### What needs to be done:
All of the data that follows should be output again without any alteration.
################
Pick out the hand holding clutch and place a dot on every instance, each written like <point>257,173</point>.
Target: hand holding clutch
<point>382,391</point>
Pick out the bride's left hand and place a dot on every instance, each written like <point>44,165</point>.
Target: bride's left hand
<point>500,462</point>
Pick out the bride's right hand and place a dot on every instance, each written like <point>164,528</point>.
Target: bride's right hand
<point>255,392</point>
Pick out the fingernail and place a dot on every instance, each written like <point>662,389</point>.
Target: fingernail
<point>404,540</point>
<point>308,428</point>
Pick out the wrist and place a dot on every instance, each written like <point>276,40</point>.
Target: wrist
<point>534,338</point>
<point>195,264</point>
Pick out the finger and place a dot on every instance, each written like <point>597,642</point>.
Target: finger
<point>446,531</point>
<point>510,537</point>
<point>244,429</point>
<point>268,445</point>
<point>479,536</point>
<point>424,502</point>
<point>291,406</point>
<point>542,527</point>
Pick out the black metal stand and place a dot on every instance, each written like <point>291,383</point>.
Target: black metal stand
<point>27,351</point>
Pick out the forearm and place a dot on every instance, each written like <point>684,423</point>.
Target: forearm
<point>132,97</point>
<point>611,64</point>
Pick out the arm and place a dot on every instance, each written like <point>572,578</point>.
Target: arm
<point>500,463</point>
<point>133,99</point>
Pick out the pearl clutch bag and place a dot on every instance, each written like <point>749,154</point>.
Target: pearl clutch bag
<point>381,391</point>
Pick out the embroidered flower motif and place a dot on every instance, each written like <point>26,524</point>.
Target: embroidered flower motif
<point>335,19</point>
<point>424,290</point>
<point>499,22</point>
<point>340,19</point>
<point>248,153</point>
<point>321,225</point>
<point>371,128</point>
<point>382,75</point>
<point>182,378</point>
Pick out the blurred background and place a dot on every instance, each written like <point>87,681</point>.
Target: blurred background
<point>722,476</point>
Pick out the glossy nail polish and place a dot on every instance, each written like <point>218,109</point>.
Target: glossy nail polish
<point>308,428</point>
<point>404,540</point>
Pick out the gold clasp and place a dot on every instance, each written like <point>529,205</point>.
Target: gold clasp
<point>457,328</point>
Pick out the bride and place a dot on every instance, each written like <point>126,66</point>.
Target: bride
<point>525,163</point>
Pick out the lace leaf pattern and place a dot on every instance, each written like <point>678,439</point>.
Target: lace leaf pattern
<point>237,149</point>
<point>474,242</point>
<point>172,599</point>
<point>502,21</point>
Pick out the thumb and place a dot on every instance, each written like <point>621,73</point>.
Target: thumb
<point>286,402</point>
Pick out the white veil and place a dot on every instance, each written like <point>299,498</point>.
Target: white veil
################
### Answer section:
Pick out the hand holding clutch and place a dot on every instance, each written like <point>257,173</point>.
Target: hand holding clutch
<point>382,391</point>
Pick out the bride's left hand and place a dot on every instance, each written like <point>44,165</point>.
Target: bride's left hand
<point>500,462</point>
Pick out the bride's right hand and place a dot on every instance, each written like <point>164,528</point>.
Target: bride's right hand
<point>255,392</point>
Pick out the fingernail and place a dot on every instance, each written like <point>662,389</point>.
Target: fingernail
<point>404,540</point>
<point>308,428</point>
Pick out the wrist and place a dot on every instance, each written like <point>276,40</point>.
Target: wrist
<point>534,338</point>
<point>195,264</point>
Pick out the finger and place a dot on every instance, each written like <point>597,642</point>.
Target: finger
<point>446,531</point>
<point>510,537</point>
<point>244,429</point>
<point>268,445</point>
<point>479,536</point>
<point>424,502</point>
<point>291,406</point>
<point>542,527</point>
Pick out the black metal stand and place a dot on every instance, each written like <point>291,383</point>.
Target: black metal stand
<point>27,351</point>
Pick out the forearm and place a dot on every instance, each written like <point>684,423</point>.
Target: forearm
<point>132,97</point>
<point>611,64</point>
Pick out the arm and place a dot on every instance, each written like <point>572,578</point>.
Target: arm
<point>500,463</point>
<point>133,99</point>
Pick out the pearl clutch bag and place a dot on every instance, each written like <point>749,154</point>.
Target: pearl clutch bag
<point>381,391</point>
Pick out the embroidered flower motif and place a dot on every instance, each written like <point>26,524</point>.
Target: embroidered flower motif
<point>335,19</point>
<point>424,290</point>
<point>499,22</point>
<point>340,19</point>
<point>248,153</point>
<point>321,225</point>
<point>371,128</point>
<point>382,75</point>
<point>182,378</point>
Pick out the blurred background and place a dot on every instance, each written like <point>87,681</point>.
Target: blurred background
<point>722,476</point>
Pick out the glossy nail polish and place a dot on every instance, each written like <point>218,109</point>.
Target: glossy nail polish
<point>308,428</point>
<point>404,540</point>
Pick out the gold clasp and place a dot on every instance, each written like <point>529,205</point>.
Target: gold clasp
<point>457,328</point>
Pick out the bride and place a dot on every instance, each written like <point>126,66</point>.
Target: bride
<point>525,163</point>
Pick out the lace leaf pattern and place a dot on every instance, each written like <point>678,439</point>.
Target: lace leaf pattern
<point>237,149</point>
<point>474,242</point>
<point>172,599</point>
<point>502,21</point>
Pick out the thumb and place a dot on every instance, each written like <point>621,73</point>.
Target: thumb
<point>286,402</point>
Pick out the white veil and place a dot on every instance, each written like <point>299,498</point>.
Target: white veil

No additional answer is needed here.